- Exercise goal -
Report the count of lines below that include "bark", without any other text.

- Dataset excerpts -

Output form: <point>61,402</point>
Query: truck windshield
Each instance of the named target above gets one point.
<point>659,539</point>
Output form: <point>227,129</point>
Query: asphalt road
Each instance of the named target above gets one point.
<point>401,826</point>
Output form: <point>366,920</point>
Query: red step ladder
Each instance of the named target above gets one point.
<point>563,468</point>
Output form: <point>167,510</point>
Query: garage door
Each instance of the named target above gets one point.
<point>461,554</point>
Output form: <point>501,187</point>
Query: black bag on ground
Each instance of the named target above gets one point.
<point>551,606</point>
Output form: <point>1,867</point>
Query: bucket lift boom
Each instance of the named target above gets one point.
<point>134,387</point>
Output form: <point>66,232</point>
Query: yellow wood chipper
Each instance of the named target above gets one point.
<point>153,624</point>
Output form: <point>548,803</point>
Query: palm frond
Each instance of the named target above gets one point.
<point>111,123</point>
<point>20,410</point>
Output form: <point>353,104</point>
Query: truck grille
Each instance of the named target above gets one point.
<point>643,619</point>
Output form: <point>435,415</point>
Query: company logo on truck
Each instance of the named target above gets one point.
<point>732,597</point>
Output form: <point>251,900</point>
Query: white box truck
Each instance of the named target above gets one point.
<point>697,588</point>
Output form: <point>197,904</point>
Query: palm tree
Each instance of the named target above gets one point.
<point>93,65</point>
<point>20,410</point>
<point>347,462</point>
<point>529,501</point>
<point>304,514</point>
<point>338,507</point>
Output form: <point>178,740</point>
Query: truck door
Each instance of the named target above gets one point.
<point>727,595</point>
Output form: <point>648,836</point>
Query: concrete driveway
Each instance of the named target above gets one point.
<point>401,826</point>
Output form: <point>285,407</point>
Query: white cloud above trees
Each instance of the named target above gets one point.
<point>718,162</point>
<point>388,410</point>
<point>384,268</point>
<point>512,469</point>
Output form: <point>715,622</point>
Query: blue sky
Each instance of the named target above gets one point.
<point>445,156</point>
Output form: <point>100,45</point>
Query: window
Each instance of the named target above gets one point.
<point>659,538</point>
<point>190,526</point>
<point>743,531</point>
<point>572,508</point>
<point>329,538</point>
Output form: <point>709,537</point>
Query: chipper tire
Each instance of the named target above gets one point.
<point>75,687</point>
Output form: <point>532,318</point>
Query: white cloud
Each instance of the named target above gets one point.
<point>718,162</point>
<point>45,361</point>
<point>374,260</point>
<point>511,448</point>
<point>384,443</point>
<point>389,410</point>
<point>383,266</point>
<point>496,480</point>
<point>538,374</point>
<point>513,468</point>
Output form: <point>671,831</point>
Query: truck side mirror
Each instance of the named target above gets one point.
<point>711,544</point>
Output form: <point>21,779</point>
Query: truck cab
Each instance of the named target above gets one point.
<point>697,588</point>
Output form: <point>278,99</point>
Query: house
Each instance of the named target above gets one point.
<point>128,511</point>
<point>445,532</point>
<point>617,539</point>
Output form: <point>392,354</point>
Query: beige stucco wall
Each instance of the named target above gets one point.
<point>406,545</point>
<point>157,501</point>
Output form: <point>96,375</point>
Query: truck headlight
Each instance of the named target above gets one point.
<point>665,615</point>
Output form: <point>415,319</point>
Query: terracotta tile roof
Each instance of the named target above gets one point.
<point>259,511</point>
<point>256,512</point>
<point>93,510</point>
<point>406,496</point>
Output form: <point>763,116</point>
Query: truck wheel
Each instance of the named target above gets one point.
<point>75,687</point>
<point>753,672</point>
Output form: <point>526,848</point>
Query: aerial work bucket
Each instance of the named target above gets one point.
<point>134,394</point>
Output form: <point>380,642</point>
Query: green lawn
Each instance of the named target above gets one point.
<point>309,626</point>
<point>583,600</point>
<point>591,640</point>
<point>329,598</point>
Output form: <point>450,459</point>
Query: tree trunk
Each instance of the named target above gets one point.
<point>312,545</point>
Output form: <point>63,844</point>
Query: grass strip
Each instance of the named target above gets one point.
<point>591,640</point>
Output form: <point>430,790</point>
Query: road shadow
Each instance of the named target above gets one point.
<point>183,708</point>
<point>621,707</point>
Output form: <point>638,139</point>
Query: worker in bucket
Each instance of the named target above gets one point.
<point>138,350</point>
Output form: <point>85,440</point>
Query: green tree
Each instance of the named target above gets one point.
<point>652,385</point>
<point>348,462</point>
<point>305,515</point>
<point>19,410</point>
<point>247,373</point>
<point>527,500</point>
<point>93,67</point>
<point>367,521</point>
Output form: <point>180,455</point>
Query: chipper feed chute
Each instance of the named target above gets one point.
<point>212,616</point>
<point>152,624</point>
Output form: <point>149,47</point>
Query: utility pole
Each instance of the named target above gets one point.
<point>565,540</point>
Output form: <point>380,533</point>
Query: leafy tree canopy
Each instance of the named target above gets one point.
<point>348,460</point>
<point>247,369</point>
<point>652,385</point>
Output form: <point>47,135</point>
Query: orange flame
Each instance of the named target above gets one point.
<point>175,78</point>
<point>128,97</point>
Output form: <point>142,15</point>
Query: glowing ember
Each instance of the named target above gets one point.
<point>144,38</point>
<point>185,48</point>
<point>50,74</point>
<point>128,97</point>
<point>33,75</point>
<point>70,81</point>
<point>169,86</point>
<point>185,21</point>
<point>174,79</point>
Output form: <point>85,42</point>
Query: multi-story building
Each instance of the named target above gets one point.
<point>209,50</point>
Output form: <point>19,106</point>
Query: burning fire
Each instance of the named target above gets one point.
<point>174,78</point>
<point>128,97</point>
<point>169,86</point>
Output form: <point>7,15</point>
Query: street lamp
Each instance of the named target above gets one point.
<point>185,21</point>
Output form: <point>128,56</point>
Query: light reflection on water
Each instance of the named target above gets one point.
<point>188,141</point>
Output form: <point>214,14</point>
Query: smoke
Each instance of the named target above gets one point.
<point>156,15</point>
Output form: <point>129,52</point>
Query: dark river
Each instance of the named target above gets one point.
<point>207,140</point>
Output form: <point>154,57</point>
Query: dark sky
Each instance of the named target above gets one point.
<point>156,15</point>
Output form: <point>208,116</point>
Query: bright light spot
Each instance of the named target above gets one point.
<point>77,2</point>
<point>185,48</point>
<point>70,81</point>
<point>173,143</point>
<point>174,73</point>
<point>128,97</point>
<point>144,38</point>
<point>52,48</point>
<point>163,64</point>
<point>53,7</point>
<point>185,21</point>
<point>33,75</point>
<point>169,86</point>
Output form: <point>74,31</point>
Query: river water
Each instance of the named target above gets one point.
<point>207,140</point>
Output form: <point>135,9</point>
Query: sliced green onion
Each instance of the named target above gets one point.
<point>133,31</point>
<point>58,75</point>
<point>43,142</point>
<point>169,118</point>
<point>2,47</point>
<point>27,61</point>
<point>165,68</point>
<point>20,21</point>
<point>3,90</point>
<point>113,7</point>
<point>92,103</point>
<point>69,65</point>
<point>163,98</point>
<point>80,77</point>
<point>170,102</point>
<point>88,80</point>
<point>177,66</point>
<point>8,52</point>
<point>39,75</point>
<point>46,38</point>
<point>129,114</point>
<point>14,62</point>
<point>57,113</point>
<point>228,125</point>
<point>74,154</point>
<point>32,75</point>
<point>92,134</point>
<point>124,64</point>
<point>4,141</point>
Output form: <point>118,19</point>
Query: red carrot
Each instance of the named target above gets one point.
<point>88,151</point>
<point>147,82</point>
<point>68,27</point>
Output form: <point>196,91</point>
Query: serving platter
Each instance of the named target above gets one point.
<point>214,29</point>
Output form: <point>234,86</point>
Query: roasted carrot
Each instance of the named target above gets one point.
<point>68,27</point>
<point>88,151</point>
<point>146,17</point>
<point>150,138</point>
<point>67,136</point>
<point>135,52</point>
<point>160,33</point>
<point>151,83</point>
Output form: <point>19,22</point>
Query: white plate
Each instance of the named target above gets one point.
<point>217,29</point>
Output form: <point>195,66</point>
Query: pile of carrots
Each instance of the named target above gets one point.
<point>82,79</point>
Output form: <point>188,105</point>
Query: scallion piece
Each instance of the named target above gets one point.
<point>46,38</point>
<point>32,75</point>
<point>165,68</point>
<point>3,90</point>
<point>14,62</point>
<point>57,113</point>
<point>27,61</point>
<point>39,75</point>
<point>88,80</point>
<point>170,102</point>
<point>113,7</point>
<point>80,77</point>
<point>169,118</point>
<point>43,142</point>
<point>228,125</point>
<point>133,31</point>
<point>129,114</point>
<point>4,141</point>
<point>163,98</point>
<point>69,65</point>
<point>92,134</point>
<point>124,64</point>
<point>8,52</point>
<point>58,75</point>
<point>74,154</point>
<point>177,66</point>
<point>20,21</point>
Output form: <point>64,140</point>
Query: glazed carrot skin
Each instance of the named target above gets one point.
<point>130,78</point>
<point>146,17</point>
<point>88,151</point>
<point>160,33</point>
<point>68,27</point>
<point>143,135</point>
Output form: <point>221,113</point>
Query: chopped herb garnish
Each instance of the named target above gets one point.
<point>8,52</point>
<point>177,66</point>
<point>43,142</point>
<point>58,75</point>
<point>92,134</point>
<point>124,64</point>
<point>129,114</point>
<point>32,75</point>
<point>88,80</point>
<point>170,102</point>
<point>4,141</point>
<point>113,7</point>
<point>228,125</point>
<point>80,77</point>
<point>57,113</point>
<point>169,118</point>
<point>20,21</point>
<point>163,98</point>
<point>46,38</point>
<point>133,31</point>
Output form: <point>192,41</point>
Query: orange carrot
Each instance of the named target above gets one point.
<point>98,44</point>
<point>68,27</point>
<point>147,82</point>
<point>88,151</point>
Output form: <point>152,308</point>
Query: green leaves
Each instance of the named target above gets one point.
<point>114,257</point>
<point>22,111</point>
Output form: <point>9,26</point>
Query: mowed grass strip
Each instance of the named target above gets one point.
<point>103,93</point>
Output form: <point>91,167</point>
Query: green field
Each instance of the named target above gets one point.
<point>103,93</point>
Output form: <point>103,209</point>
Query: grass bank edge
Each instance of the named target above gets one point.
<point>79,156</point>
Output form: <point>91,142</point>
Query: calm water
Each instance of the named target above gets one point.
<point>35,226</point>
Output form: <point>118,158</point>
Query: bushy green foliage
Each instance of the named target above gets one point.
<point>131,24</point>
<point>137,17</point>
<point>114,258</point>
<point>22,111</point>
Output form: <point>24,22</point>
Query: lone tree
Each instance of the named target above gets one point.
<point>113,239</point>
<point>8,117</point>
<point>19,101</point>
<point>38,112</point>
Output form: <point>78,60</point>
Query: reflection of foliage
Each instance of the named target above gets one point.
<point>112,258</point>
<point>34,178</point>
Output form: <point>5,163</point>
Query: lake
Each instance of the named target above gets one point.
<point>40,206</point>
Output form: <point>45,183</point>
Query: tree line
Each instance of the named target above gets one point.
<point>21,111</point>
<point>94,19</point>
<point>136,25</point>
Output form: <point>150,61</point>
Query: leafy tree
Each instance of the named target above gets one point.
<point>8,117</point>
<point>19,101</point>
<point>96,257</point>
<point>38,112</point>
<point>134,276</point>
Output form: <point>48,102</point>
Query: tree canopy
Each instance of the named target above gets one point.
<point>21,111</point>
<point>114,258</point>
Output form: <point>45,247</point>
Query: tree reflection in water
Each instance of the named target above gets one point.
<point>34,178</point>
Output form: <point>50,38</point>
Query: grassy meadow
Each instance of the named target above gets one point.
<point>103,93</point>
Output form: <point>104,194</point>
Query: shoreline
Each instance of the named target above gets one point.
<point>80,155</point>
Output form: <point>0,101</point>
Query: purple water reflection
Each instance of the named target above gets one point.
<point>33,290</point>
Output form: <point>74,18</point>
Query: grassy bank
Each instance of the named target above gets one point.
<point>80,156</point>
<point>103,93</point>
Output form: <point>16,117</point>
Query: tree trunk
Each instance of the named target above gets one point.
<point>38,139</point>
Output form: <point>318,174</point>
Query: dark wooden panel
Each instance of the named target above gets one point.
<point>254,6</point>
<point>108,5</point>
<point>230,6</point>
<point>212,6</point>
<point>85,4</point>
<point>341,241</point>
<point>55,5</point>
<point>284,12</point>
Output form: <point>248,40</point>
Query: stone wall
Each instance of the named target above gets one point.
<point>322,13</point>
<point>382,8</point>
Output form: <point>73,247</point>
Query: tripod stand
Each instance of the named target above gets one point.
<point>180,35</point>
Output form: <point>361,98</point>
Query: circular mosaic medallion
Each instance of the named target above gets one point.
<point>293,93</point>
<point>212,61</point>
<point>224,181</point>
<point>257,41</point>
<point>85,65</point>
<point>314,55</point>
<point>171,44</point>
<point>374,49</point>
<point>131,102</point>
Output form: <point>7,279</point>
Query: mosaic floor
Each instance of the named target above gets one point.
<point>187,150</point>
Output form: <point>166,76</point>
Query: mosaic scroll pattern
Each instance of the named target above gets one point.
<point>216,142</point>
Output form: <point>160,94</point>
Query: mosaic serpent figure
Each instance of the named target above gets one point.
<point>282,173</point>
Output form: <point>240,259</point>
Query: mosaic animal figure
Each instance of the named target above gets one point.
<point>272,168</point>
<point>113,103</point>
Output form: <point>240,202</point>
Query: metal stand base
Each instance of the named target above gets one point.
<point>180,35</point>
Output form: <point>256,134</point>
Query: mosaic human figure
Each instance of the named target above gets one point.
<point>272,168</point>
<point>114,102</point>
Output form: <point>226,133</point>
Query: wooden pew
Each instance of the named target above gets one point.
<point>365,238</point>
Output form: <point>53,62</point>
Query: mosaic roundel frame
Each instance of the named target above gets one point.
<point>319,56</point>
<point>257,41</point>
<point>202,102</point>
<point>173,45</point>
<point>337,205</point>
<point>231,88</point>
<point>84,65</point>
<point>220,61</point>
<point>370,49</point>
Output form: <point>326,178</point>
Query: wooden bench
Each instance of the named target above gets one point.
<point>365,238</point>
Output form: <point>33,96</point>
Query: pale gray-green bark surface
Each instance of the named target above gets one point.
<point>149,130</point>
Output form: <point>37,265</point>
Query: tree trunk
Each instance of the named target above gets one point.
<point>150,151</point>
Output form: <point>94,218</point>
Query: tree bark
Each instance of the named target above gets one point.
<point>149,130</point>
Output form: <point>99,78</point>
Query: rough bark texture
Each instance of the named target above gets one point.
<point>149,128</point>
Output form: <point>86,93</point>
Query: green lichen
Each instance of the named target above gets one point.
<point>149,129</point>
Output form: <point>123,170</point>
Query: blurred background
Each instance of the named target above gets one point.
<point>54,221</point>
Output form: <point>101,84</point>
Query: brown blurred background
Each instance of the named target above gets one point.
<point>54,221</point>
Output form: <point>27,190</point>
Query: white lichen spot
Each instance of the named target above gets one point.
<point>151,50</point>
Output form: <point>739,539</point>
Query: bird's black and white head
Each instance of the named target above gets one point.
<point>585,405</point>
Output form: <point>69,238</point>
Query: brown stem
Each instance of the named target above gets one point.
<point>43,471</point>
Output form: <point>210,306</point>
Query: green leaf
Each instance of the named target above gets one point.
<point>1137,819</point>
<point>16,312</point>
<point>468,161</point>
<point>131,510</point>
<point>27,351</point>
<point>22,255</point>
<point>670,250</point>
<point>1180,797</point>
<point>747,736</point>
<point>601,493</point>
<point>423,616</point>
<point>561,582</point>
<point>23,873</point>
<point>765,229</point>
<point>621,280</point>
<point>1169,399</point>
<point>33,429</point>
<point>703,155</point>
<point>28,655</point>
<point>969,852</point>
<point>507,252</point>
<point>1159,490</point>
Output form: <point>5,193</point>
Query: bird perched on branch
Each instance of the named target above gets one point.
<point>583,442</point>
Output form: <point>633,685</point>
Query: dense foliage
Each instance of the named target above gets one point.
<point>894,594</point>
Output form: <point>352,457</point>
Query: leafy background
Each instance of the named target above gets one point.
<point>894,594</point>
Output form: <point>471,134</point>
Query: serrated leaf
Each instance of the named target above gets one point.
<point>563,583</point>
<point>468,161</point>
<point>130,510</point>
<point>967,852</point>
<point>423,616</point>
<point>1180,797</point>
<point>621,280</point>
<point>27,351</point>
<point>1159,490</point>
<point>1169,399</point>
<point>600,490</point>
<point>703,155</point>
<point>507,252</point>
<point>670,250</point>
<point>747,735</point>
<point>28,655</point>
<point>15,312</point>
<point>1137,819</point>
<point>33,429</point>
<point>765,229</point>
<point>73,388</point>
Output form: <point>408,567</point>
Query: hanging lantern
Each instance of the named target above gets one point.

- Answer space -
3